• **To be done**: Count the lines in the rows below that contain the string "near". Reply with the number alone.

• **Material provided**:
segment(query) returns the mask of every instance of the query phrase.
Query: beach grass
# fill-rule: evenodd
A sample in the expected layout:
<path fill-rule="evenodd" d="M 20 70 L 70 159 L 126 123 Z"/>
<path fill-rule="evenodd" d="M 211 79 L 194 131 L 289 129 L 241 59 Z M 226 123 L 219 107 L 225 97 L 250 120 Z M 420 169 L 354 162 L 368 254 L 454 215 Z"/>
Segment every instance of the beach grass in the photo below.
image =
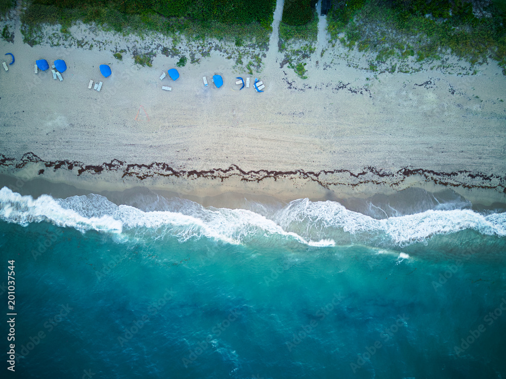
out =
<path fill-rule="evenodd" d="M 274 0 L 262 2 L 264 8 L 268 8 L 270 5 L 273 9 L 275 5 Z M 82 3 L 72 3 L 71 7 L 58 6 L 55 5 L 57 2 L 51 0 L 44 1 L 45 4 L 40 4 L 41 2 L 29 3 L 22 15 L 22 32 L 25 41 L 31 44 L 40 43 L 35 35 L 41 24 L 60 24 L 63 27 L 67 28 L 80 21 L 95 24 L 105 31 L 124 35 L 134 33 L 142 35 L 154 31 L 175 37 L 176 34 L 179 33 L 193 40 L 207 38 L 232 40 L 240 39 L 245 44 L 245 41 L 253 41 L 258 45 L 266 46 L 272 21 L 270 9 L 267 11 L 264 9 L 263 13 L 257 17 L 258 20 L 245 16 L 241 17 L 239 14 L 237 18 L 238 22 L 234 23 L 214 19 L 212 14 L 207 15 L 203 12 L 200 15 L 194 13 L 193 15 L 195 17 L 193 18 L 187 15 L 167 17 L 153 10 L 154 7 L 149 8 L 145 5 L 132 7 L 131 9 L 136 10 L 135 11 L 121 8 L 124 3 L 144 4 L 135 0 L 117 4 L 115 2 L 95 3 L 85 1 Z M 239 11 L 238 14 L 240 14 Z M 171 12 L 167 14 L 171 14 Z"/>
<path fill-rule="evenodd" d="M 15 0 L 0 0 L 0 16 L 5 16 L 15 6 Z"/>
<path fill-rule="evenodd" d="M 313 11 L 313 18 L 307 24 L 301 25 L 291 25 L 281 22 L 279 23 L 279 37 L 284 41 L 290 40 L 304 40 L 313 43 L 318 36 L 318 16 L 316 11 Z"/>
<path fill-rule="evenodd" d="M 427 9 L 431 13 L 424 14 Z M 390 57 L 433 60 L 451 52 L 472 65 L 491 57 L 506 74 L 506 14 L 499 8 L 491 5 L 486 10 L 491 17 L 480 18 L 470 3 L 453 13 L 444 7 L 427 9 L 417 13 L 382 0 L 339 2 L 329 15 L 328 30 L 334 44 L 339 40 L 349 49 L 376 53 L 378 62 Z"/>

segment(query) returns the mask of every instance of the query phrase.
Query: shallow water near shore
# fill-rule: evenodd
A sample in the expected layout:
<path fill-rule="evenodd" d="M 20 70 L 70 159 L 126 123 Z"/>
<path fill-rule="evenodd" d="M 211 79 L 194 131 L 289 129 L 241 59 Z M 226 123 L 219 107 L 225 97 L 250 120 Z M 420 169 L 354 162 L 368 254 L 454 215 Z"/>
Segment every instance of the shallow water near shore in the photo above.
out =
<path fill-rule="evenodd" d="M 506 214 L 449 193 L 408 194 L 368 210 L 305 199 L 232 209 L 4 188 L 16 371 L 504 377 Z"/>

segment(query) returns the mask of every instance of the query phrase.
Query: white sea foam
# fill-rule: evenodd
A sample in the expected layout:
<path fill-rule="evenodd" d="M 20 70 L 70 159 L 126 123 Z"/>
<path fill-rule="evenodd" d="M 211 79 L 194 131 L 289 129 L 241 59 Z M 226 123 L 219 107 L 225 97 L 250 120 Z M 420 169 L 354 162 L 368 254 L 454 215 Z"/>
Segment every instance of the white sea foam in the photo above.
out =
<path fill-rule="evenodd" d="M 23 226 L 48 221 L 58 226 L 83 231 L 91 229 L 121 231 L 121 223 L 110 216 L 84 217 L 73 209 L 62 208 L 49 195 L 42 195 L 34 199 L 31 196 L 13 192 L 5 187 L 0 189 L 0 219 Z"/>
<path fill-rule="evenodd" d="M 59 226 L 89 230 L 170 235 L 184 241 L 205 236 L 228 243 L 240 243 L 277 236 L 312 246 L 332 246 L 379 238 L 395 245 L 424 242 L 432 236 L 473 229 L 484 235 L 506 236 L 506 214 L 488 216 L 468 209 L 428 210 L 408 216 L 376 220 L 349 210 L 338 202 L 292 201 L 272 214 L 241 209 L 204 208 L 193 202 L 178 203 L 178 212 L 144 212 L 117 205 L 97 195 L 34 199 L 4 187 L 0 190 L 0 219 L 26 225 L 48 221 Z"/>

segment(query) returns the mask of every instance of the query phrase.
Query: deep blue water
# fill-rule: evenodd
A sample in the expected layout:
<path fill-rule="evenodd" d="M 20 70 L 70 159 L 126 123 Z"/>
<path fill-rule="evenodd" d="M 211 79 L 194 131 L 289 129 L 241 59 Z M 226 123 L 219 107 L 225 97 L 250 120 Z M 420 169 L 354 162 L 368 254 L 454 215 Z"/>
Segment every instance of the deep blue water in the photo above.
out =
<path fill-rule="evenodd" d="M 506 377 L 505 214 L 162 200 L 0 190 L 16 377 Z"/>

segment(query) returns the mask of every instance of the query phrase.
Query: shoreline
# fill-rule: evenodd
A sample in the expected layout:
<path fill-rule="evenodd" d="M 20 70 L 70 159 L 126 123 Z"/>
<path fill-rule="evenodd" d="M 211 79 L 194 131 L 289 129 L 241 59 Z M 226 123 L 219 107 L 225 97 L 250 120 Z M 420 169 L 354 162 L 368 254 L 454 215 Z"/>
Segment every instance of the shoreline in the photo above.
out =
<path fill-rule="evenodd" d="M 0 162 L 0 188 L 6 186 L 34 197 L 43 194 L 64 198 L 91 193 L 108 197 L 107 194 L 145 190 L 165 197 L 187 199 L 204 206 L 234 208 L 241 207 L 244 202 L 286 204 L 301 198 L 344 205 L 350 199 L 395 197 L 414 189 L 430 193 L 449 190 L 477 209 L 506 209 L 506 178 L 466 172 L 435 173 L 405 168 L 389 172 L 366 167 L 357 173 L 252 173 L 237 167 L 178 172 L 160 164 L 154 169 L 142 167 L 144 171 L 129 173 L 139 176 L 125 176 L 132 169 L 123 162 L 104 166 L 79 166 L 74 162 L 70 170 L 68 162 L 25 162 L 18 163 L 17 168 L 12 161 L 10 166 L 6 164 L 5 157 Z M 138 169 L 144 165 L 132 165 Z M 332 180 L 336 181 L 326 181 Z"/>

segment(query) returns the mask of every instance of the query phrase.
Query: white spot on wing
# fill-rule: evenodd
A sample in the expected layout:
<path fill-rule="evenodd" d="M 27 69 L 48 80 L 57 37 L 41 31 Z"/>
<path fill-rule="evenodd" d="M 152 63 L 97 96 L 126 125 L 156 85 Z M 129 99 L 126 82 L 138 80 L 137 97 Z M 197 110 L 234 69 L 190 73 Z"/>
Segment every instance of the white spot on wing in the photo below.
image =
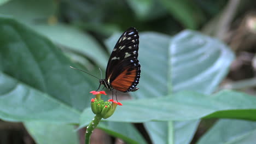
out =
<path fill-rule="evenodd" d="M 133 33 L 134 33 L 134 32 L 131 32 L 128 33 L 128 34 L 129 34 L 129 35 L 132 35 L 132 34 L 133 34 Z"/>
<path fill-rule="evenodd" d="M 130 56 L 131 56 L 131 55 L 130 53 L 129 53 L 128 52 L 125 52 L 125 58 L 126 58 L 126 57 L 130 57 Z"/>
<path fill-rule="evenodd" d="M 121 47 L 120 47 L 121 46 L 119 46 L 119 49 L 120 50 L 123 50 L 124 48 L 125 47 L 125 45 L 124 45 L 123 46 L 122 46 Z"/>
<path fill-rule="evenodd" d="M 114 57 L 112 58 L 111 58 L 111 60 L 115 60 L 115 59 L 120 59 L 120 57 Z"/>

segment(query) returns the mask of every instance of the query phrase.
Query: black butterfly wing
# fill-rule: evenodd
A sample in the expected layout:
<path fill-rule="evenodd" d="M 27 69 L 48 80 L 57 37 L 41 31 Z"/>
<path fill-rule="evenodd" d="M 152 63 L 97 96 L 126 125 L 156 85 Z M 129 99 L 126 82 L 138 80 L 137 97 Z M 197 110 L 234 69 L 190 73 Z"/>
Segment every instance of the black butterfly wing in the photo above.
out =
<path fill-rule="evenodd" d="M 108 60 L 106 80 L 114 89 L 123 92 L 137 91 L 141 65 L 137 59 L 139 36 L 137 30 L 129 28 L 121 35 Z"/>

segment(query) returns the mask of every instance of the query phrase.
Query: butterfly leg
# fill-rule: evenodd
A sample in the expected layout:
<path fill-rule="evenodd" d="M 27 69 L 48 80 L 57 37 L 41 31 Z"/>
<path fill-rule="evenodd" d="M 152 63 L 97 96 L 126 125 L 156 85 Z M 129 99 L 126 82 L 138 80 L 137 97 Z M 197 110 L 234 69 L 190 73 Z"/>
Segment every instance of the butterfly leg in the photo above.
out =
<path fill-rule="evenodd" d="M 118 102 L 118 100 L 117 99 L 117 91 L 115 91 L 115 99 L 117 99 L 117 101 Z"/>
<path fill-rule="evenodd" d="M 98 89 L 97 89 L 96 90 L 97 92 L 98 92 L 98 90 L 100 90 L 100 88 L 101 88 L 101 83 L 100 83 L 100 86 L 98 86 Z"/>

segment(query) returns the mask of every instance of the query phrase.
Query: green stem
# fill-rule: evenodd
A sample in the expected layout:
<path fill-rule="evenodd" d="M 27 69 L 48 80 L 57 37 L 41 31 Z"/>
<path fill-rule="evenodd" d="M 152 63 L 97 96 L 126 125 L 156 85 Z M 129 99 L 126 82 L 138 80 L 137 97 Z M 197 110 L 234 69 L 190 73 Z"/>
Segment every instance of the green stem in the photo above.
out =
<path fill-rule="evenodd" d="M 100 121 L 102 118 L 102 117 L 100 115 L 96 115 L 92 121 L 90 123 L 88 127 L 87 127 L 86 131 L 85 132 L 85 144 L 90 144 L 90 139 L 91 137 L 91 135 L 94 131 L 94 130 L 97 127 Z"/>

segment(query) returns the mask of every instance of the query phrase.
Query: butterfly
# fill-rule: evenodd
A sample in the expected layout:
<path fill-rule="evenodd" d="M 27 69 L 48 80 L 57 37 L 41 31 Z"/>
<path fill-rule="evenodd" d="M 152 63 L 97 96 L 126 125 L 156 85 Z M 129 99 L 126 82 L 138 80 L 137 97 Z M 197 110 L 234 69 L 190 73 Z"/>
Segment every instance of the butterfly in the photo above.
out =
<path fill-rule="evenodd" d="M 130 27 L 118 39 L 108 60 L 105 79 L 100 80 L 101 85 L 110 91 L 134 92 L 139 83 L 141 65 L 138 60 L 139 35 L 138 31 Z"/>

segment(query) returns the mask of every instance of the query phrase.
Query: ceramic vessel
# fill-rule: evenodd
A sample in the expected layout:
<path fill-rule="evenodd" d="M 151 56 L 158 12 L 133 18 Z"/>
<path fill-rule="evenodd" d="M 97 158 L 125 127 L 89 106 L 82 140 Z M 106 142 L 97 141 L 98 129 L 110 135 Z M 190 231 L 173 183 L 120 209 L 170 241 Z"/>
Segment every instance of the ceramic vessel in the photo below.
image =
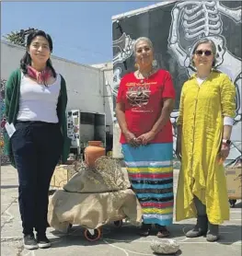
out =
<path fill-rule="evenodd" d="M 105 156 L 105 148 L 102 147 L 101 141 L 88 141 L 88 145 L 85 148 L 85 162 L 89 168 L 95 167 L 98 158 Z"/>

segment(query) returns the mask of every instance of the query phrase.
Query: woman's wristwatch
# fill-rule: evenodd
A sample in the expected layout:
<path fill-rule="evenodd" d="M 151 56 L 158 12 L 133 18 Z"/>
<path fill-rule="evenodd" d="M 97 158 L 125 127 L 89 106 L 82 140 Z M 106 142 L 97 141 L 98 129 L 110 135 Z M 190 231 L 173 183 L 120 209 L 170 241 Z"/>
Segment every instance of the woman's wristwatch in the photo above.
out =
<path fill-rule="evenodd" d="M 229 145 L 231 145 L 231 140 L 223 139 L 223 140 L 222 140 L 222 143 L 223 143 L 224 145 L 229 146 Z"/>

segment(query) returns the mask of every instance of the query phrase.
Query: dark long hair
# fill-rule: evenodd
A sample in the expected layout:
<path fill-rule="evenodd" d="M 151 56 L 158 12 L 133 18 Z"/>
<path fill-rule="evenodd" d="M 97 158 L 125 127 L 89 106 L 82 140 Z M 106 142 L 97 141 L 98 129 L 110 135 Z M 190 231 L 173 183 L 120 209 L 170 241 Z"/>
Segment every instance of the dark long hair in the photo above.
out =
<path fill-rule="evenodd" d="M 49 34 L 45 33 L 42 30 L 34 30 L 33 32 L 31 32 L 27 38 L 26 52 L 20 61 L 20 68 L 21 68 L 23 74 L 25 74 L 25 75 L 28 73 L 28 69 L 27 69 L 28 65 L 31 65 L 31 57 L 30 57 L 29 53 L 28 52 L 28 50 L 29 49 L 29 46 L 30 46 L 32 41 L 38 36 L 44 37 L 48 41 L 50 51 L 51 51 L 51 52 L 52 52 L 53 44 L 52 44 L 52 40 Z M 51 68 L 53 77 L 56 77 L 56 72 L 52 66 L 52 63 L 50 58 L 48 59 L 46 65 Z"/>

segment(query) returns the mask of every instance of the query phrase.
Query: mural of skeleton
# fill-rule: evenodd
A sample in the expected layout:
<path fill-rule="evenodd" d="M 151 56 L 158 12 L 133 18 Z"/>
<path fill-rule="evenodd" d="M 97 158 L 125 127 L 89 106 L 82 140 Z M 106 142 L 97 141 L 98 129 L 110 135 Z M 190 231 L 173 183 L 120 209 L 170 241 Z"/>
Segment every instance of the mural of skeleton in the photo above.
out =
<path fill-rule="evenodd" d="M 241 156 L 241 58 L 230 52 L 227 49 L 226 40 L 223 35 L 223 19 L 225 16 L 235 25 L 241 23 L 241 6 L 237 8 L 225 7 L 220 1 L 177 1 L 171 10 L 171 24 L 167 39 L 167 48 L 173 58 L 177 59 L 179 65 L 186 70 L 188 77 L 195 72 L 190 63 L 190 52 L 196 42 L 202 38 L 208 38 L 214 41 L 217 49 L 216 68 L 227 74 L 234 82 L 236 89 L 236 116 L 232 134 L 234 148 L 231 152 L 232 158 Z M 117 96 L 122 70 L 119 63 L 124 63 L 133 55 L 133 46 L 135 39 L 125 32 L 113 41 L 112 47 L 115 54 L 113 57 L 113 84 L 111 92 L 114 99 Z M 174 145 L 176 144 L 176 121 L 179 111 L 171 113 L 173 123 Z M 236 152 L 235 152 L 236 151 Z"/>
<path fill-rule="evenodd" d="M 186 68 L 188 76 L 190 76 L 195 70 L 190 63 L 190 52 L 192 52 L 196 42 L 202 38 L 208 38 L 214 41 L 217 49 L 216 68 L 227 74 L 236 88 L 236 116 L 235 118 L 236 127 L 234 127 L 234 130 L 236 128 L 236 133 L 238 133 L 241 131 L 242 115 L 242 64 L 241 59 L 229 52 L 226 48 L 226 41 L 222 35 L 221 15 L 226 16 L 235 23 L 241 23 L 241 6 L 230 9 L 225 7 L 219 1 L 182 1 L 177 3 L 172 9 L 168 48 L 175 53 L 179 65 Z M 191 41 L 187 49 L 182 48 L 179 41 L 179 26 L 185 32 L 185 40 Z M 178 115 L 178 111 L 172 114 L 173 122 L 176 122 Z M 234 150 L 232 149 L 231 152 L 236 157 L 239 157 L 241 156 L 241 135 L 233 134 Z"/>

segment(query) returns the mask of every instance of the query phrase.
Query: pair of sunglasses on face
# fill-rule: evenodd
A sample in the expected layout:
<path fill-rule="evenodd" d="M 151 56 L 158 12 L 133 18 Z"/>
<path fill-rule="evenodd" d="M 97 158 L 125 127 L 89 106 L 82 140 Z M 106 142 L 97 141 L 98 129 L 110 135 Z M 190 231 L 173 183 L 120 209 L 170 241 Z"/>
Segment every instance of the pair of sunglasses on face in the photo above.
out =
<path fill-rule="evenodd" d="M 203 53 L 205 56 L 210 56 L 212 54 L 212 51 L 206 50 L 206 51 L 202 51 L 202 50 L 197 50 L 195 52 L 196 55 L 198 56 L 202 56 Z"/>

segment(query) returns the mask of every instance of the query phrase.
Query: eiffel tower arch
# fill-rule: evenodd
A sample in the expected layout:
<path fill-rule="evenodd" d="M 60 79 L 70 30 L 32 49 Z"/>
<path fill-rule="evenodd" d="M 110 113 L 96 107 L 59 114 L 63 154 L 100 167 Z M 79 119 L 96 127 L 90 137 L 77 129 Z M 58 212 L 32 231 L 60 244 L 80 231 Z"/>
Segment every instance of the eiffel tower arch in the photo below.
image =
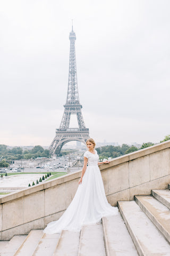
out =
<path fill-rule="evenodd" d="M 55 137 L 49 148 L 52 155 L 59 154 L 66 143 L 76 140 L 86 144 L 86 141 L 89 138 L 89 131 L 86 128 L 81 113 L 82 107 L 79 101 L 75 50 L 76 36 L 73 26 L 69 39 L 70 49 L 67 98 L 64 105 L 64 111 L 60 127 L 56 130 Z M 78 127 L 69 128 L 71 115 L 76 115 Z"/>

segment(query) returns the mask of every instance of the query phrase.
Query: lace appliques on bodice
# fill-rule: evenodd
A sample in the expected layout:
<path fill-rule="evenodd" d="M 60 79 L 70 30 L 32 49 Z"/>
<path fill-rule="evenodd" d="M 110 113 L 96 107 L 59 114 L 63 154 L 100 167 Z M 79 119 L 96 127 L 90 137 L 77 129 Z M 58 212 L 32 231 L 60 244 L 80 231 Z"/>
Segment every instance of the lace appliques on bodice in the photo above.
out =
<path fill-rule="evenodd" d="M 91 153 L 89 151 L 87 150 L 84 154 L 84 156 L 88 159 L 88 165 L 98 165 L 99 157 L 96 150 L 95 154 Z"/>

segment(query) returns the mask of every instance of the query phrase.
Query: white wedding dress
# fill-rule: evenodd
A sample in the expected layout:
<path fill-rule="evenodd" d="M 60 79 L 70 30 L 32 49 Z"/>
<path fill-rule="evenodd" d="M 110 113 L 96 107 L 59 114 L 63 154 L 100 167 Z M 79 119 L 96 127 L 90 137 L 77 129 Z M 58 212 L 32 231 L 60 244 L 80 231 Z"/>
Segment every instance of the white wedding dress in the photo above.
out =
<path fill-rule="evenodd" d="M 44 233 L 59 233 L 62 229 L 80 231 L 82 226 L 97 223 L 104 216 L 117 214 L 118 208 L 112 206 L 106 197 L 97 151 L 94 154 L 87 150 L 84 156 L 88 161 L 81 184 L 62 216 L 49 223 Z"/>

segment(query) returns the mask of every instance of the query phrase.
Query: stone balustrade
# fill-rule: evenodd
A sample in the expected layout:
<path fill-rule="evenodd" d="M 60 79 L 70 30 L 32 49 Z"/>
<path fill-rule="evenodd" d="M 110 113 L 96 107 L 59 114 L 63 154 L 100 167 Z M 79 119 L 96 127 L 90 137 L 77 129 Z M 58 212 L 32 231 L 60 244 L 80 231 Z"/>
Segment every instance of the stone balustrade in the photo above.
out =
<path fill-rule="evenodd" d="M 100 166 L 109 203 L 133 200 L 170 182 L 170 141 L 115 158 Z M 72 200 L 81 171 L 11 193 L 0 198 L 0 239 L 43 229 L 58 219 Z"/>

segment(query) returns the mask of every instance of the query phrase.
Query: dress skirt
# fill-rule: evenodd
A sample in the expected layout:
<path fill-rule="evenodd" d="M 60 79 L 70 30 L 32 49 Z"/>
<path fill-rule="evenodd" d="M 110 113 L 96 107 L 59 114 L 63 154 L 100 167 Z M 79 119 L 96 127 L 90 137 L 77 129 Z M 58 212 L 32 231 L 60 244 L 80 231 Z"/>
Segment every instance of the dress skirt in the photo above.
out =
<path fill-rule="evenodd" d="M 98 165 L 89 165 L 67 209 L 58 220 L 48 223 L 44 232 L 60 233 L 63 229 L 80 231 L 82 226 L 97 223 L 103 217 L 117 212 L 117 207 L 107 202 Z"/>

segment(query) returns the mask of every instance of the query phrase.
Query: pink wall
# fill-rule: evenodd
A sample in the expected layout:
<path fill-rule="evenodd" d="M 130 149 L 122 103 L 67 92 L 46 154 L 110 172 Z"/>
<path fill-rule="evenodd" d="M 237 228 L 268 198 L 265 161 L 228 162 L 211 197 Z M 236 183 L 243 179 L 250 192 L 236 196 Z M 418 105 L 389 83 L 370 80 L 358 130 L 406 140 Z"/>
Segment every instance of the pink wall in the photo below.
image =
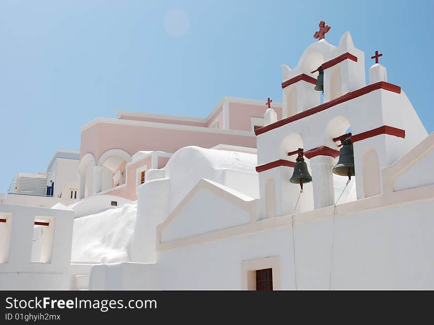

• **Completed exercise**: 2